------ TASK MATERIAL

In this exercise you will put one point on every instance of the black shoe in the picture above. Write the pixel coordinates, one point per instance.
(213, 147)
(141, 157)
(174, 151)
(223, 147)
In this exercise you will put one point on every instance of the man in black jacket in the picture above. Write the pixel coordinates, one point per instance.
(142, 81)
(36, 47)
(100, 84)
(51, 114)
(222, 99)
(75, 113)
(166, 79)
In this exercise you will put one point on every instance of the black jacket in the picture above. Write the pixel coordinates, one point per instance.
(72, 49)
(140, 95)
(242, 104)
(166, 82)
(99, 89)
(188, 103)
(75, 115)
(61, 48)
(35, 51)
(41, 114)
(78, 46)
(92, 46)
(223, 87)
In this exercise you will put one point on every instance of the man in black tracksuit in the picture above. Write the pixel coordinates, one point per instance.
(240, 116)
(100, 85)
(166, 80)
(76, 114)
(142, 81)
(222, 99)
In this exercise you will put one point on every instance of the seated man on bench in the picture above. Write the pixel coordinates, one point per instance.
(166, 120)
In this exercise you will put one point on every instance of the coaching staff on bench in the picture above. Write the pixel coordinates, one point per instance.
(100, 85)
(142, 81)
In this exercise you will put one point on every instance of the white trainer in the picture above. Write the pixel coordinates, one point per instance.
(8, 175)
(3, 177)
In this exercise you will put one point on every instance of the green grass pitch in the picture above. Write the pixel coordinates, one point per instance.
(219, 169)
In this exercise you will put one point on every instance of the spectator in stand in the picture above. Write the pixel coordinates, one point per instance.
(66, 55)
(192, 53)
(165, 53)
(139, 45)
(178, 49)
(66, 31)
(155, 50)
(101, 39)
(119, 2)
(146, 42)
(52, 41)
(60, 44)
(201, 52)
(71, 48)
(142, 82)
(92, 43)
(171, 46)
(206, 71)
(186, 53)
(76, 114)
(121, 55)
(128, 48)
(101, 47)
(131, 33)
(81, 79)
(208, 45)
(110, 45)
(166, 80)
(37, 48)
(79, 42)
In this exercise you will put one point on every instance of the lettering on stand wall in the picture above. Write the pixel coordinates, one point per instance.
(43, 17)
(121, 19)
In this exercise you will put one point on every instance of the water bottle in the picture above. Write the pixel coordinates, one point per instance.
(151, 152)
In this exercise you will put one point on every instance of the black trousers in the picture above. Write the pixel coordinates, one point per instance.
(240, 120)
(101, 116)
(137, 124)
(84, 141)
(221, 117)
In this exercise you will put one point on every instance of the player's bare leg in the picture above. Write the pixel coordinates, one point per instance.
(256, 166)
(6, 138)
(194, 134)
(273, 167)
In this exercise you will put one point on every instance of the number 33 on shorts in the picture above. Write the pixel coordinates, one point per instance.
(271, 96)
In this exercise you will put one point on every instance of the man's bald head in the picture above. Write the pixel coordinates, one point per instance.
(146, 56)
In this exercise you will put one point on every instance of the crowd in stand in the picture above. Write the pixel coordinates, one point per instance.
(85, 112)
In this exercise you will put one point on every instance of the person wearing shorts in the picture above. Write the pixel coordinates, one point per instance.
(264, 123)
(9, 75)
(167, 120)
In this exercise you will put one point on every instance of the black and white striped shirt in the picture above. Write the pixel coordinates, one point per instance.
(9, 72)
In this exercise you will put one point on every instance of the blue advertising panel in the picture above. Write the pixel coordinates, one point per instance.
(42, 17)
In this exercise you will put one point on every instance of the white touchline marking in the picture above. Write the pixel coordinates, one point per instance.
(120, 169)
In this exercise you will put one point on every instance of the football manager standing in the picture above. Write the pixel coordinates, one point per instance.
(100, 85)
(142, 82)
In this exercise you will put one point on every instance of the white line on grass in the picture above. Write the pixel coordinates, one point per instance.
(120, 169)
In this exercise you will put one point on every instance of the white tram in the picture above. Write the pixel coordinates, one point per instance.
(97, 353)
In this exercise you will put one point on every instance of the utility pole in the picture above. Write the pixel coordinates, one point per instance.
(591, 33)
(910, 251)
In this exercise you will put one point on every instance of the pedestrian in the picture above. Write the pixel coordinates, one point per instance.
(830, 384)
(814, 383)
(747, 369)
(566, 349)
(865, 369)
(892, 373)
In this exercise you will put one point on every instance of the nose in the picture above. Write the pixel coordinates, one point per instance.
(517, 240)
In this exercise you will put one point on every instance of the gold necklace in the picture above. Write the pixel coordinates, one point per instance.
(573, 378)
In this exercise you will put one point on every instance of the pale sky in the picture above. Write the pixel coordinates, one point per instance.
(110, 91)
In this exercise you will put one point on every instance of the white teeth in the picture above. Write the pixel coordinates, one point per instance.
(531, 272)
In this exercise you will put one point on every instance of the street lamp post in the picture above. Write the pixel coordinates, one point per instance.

------------

▶ [WHAT TO WORK ON]
Return all data verbatim.

▶ [RESULT OF THIS TASK]
In this exercise you will put one point on every instance of the black shoe in the picture above. Write the pixel coordinates, one point per instance.
(213, 147)
(141, 157)
(174, 151)
(223, 147)
In this exercise you will put one point on every instance of the man in black jacket in the picture above. Write the pixel coordinates, one point per instance.
(142, 81)
(36, 47)
(100, 84)
(51, 114)
(222, 99)
(75, 113)
(166, 79)
In this exercise you will put one point on every instance of the black jacket in the picture above. Write the pixel coordinates, one point per instance.
(72, 49)
(140, 95)
(242, 104)
(166, 82)
(99, 89)
(188, 103)
(75, 115)
(61, 48)
(35, 51)
(41, 114)
(78, 46)
(92, 46)
(223, 87)
In this exercise you will put one point on every instance of the man in black tracksuit in the picture above. Write the pixel coordinates, one point per instance.
(240, 116)
(100, 85)
(166, 80)
(76, 114)
(142, 81)
(222, 99)
In this exercise you will put one point on every instance of the seated man on bench in the picture above. Write the pixel coordinates, one point per instance.
(166, 120)
In this exercise you will put one point on every instance of the coaching staff on bench in the picture above. Write the pixel coordinates, one point per instance.
(100, 85)
(142, 81)
In this exercise you will put one point on every instance of the white trainer in the picture above. Write the pixel coordinates, one point per instance.
(8, 175)
(3, 177)
In this exercise you will put one point on every instance of the green grass pitch in the picture above. Write the pixel coordinates, one point per instance.
(219, 169)
In this exercise you will put one point on every instance of the spectator in stand in the picture above. Write the pixel coordinates, one point per instance.
(66, 55)
(192, 53)
(165, 53)
(139, 45)
(178, 49)
(66, 31)
(155, 50)
(101, 39)
(119, 2)
(146, 42)
(52, 41)
(60, 44)
(201, 52)
(71, 48)
(142, 82)
(92, 43)
(171, 46)
(206, 71)
(186, 53)
(76, 114)
(121, 55)
(128, 48)
(101, 47)
(131, 33)
(81, 79)
(208, 45)
(110, 45)
(166, 80)
(37, 48)
(79, 42)
In this exercise you will put one point on every instance of the lettering on stand wall in the picture above. Write the pixel coordinates, one point per instance.
(43, 17)
(121, 19)
In this exercise you will put one point on every instance of the water bottle in the picture above. Write the pixel coordinates, one point per instance.
(151, 152)
In this exercise you will put one point on every instance of the black trousers in the picture above. Write the pixel coordinates, one point per instance.
(240, 120)
(101, 116)
(137, 124)
(84, 141)
(221, 117)
In this exercise you will put one point on every instance of the player's bare leg in the picture above. Write the pixel coordinates, one point per instance.
(256, 166)
(6, 138)
(194, 134)
(273, 167)
In this exercise you will put one point on every instance of the number 33 on shorts in the picture above. Write the pixel coordinates, one point per instance.
(271, 96)
In this exercise you will put one point on every instance of the man's bald head in the picture above. Write the pixel coordinates, one point per instance.
(146, 56)
In this exercise you will put one point on every instance of the crowd in stand in the picture above. Write the pixel coordinates, one point per instance.
(85, 112)
In this exercise you will put one point on every instance of the person wearing shorts in the picture above. Write the pixel coordinates, one point per instance.
(264, 123)
(9, 75)
(167, 120)
In this exercise you will put one point on every instance of the black and white striped shirt in the picture above. Write the pixel coordinates, one point per instance.
(9, 72)
In this exercise you will put one point on every instance of the blue advertising panel in the picture above. Write the pixel coordinates, one point per instance.
(42, 17)
In this exercise you will put one point on every instance of the white touchline marking in the picture above. Write the pixel coordinates, one point per instance.
(120, 169)
In this exercise you will put one point on every instance of the football manager standing in the picture above. Write the pixel coordinates, one point per instance.
(100, 85)
(142, 82)
In this exercise you will put one point on every instance of the white line on grass in the picture above. Write the pixel coordinates, one point per instance.
(120, 169)
In this exercise you will put one point on every instance of the white tram in the picture above. Write the pixel coordinates, one point per instance.
(97, 353)
In this exercise you will put one point on every instance of the utility pole in the picture above. Write the pixel coordinates, one point per instance.
(591, 33)
(910, 251)
In this exercise you will put one point on every instance of the pedestrian in the picture above. Write the pixel coordinates, one point per instance.
(830, 384)
(814, 383)
(747, 369)
(566, 349)
(865, 369)
(892, 373)
In this exercise you will put one point on every instance of the nose in the picture above. Write the pixel coordinates, one point per instance.
(517, 240)
In this exercise you will put one point on every instance of the gold necklace in the picture above. Write the pixel coordinates, one point per instance.
(573, 378)
In this exercise you will put one point on every instance of the pale sky in the picture above. Write the pixel coordinates, one point per instance.
(110, 91)
In this exercise you will put one point on every instance of the white teeth in the picture above. Write the pixel coordinates, one point per instance.
(531, 272)
In this exercise you will put one point on every instance of the street lamp post in the picture above. Write the pixel coordinates, one point per instance.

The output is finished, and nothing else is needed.